- EXERCISE OBJECTIVE -
Return all the data below as it stands, minus the pictures.

>> begin

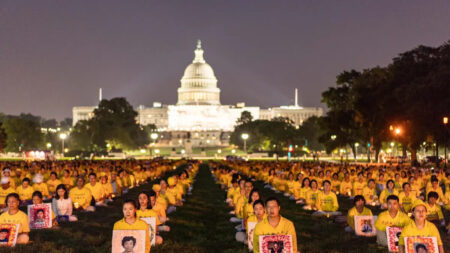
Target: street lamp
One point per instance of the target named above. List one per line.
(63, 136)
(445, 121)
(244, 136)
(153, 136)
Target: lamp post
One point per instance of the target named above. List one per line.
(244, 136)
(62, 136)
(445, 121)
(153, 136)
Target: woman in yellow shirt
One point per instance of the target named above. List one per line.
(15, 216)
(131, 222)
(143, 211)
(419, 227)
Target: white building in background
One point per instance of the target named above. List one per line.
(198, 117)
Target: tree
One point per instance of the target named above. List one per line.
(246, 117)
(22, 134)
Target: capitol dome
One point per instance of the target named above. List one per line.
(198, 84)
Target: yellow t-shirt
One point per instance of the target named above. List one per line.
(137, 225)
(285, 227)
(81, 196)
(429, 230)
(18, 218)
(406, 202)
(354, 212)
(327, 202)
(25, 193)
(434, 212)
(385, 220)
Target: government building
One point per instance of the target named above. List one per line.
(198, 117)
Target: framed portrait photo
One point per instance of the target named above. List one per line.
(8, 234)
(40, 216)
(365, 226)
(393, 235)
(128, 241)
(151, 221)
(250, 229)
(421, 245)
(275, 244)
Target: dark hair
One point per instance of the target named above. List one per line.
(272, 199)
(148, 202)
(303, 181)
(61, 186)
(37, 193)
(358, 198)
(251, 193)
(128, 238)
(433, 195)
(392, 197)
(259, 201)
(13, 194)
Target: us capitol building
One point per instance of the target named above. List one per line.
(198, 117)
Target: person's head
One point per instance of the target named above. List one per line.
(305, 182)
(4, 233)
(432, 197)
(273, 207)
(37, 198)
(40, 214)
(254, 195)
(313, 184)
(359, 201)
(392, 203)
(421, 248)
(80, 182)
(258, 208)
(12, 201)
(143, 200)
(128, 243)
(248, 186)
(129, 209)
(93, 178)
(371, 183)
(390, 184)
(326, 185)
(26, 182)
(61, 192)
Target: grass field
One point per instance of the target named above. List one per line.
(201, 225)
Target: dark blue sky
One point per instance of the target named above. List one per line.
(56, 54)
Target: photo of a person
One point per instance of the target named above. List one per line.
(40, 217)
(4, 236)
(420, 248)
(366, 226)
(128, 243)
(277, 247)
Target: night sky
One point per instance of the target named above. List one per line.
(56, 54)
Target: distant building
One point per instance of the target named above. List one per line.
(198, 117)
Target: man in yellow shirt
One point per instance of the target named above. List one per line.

>> end

- SOLUTION FOR THIS PROBLEM -
Target: street lamp
One point per instance of the target named above. List one per line.
(63, 136)
(445, 121)
(244, 136)
(153, 136)
Target: lamp post
One point per instance of the target named above. List one per line.
(244, 136)
(62, 136)
(445, 121)
(153, 136)
Target: woman in yellow shirt
One point per instance of the target named above. List one per line.
(15, 216)
(131, 222)
(143, 211)
(419, 227)
Target: white building in background
One point per instance of the target named above. List one per line.
(198, 117)
Target: tree
One point per instance of the target named above. List one per line.
(246, 117)
(22, 134)
Target: capitol dome
One point per instance of the target named above. List one per line.
(198, 84)
Target: yellow t-shirt
One point per instance of the target named above. List one per line.
(137, 225)
(285, 227)
(81, 196)
(429, 230)
(18, 218)
(406, 202)
(354, 212)
(327, 202)
(25, 193)
(434, 212)
(385, 220)
Target: government building
One point per instance of the target named above. List one per line.
(198, 117)
Target: framed portrait photo
One point per instance of the target named above. List one per line.
(8, 234)
(40, 216)
(365, 226)
(393, 235)
(128, 241)
(151, 221)
(250, 229)
(421, 245)
(275, 244)
Target: dark hair
One point per instance of the target named above. List one per line.
(272, 199)
(148, 202)
(303, 181)
(61, 186)
(37, 193)
(358, 198)
(251, 193)
(128, 238)
(433, 195)
(392, 197)
(259, 201)
(13, 194)
Target: us capitol building
One point per instance of the target named above. List one per line.
(198, 117)
Target: person's head
One point per instance of the target named above. List one per line.
(305, 182)
(4, 233)
(432, 197)
(273, 207)
(37, 198)
(40, 214)
(254, 195)
(313, 184)
(359, 201)
(392, 203)
(421, 248)
(80, 182)
(258, 208)
(12, 201)
(143, 200)
(128, 243)
(248, 186)
(129, 209)
(93, 178)
(371, 183)
(390, 184)
(326, 185)
(26, 182)
(61, 192)
Target: grass field
One point per instance of the target named above. List one per line.
(201, 225)
Target: dark blue sky
One point per instance of the target named above. List one per line.
(56, 54)
Target: photo of a person
One point per instance of the target named above. List one per line.
(40, 217)
(4, 236)
(420, 248)
(366, 226)
(128, 243)
(277, 247)
Target: night sky
One point per instance of the target named above. List one per line.
(56, 54)
Target: distant building
One point per instance of the target named above. List one per line.
(198, 117)
Target: man in yellow shirt
One point per instance of the target named above. List one per line.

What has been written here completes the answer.